(WRITTEN PROBLEM)
Reproduce the passage below on laying out a fence line, word for word and in full.

(PASSAGE GIVEN)

On level ground, install an end post at each end of the fence run. Stretch a string or a single strand of wire between the two posts to establish the fence line.

On rolling ground, where hills are too high to sight from one end post to the next, surveying equipment can be used to establish the location of intermediate points on the line. Alternatively, intermediate sighting stakes can be driven at the tops of hills. Two of these stakes should be driven about 8 to 10 feet apart at the approximate position where the line will cross the crest of the hill (Figure 1a). If both stakes appear to be lined up when sighted from each end post, they represent a true midpoint of the line. If not, the stakes can be moved back and forth until they are properly aligned (Figure 1b). Stretch a string or a single strand of wire between the two stakes to establish the fence line.


fence posts
Figure 1. Aligning the fence line on rolling ground: (a) place two stakes about 10 feet apart on the top of the hill so both are visible from either end stake and align the two center stakes (C and D) from one of the end stakes; and (b) check alignment of center stakes from other end stake.

(ENTRIES PROVIDED)
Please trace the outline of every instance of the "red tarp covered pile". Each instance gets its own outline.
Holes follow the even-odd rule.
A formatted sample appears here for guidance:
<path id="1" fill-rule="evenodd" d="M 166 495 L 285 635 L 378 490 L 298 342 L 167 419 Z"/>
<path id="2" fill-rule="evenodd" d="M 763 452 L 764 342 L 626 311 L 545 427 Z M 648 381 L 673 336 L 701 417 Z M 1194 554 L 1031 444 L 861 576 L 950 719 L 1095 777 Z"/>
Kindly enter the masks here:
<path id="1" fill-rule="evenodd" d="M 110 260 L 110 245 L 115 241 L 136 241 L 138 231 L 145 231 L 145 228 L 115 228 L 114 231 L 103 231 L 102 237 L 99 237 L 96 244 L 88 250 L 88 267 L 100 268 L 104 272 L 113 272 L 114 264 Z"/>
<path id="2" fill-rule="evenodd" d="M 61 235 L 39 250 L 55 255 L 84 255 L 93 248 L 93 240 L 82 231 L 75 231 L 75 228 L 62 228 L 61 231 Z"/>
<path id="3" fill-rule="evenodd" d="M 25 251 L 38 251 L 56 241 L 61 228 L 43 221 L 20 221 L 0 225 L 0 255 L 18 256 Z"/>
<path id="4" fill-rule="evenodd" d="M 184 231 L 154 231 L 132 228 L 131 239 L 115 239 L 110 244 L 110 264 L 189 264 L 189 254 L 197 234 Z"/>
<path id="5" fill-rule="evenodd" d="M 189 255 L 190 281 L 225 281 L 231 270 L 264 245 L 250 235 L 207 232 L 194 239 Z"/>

(OUTPUT FOR THIS EXERCISE)
On level ground, install an end post at each end of the fence run. Stretch a string or a single strand of wire between the two posts to establish the fence line.

On rolling ground, where hills are too high to sight from one end post to the next, surveying equipment can be used to establish the location of intermediate points on the line. Alternatively, intermediate sighting stakes can be driven at the tops of hills. Two of these stakes should be driven about 8 to 10 feet apart at the approximate position where the line will cross the crest of the hill (Figure 1a). If both stakes appear to be lined up when sighted from each end post, they represent a true midpoint of the line. If not, the stakes can be moved back and forth until they are properly aligned (Figure 1b). Stretch a string or a single strand of wire between the two stakes to establish the fence line.


fence posts
Figure 1. Aligning the fence line on rolling ground: (a) place two stakes about 10 feet apart on the top of the hill so both are visible from either end stake and align the two center stakes (C and D) from one of the end stakes; and (b) check alignment of center stakes from other end stake.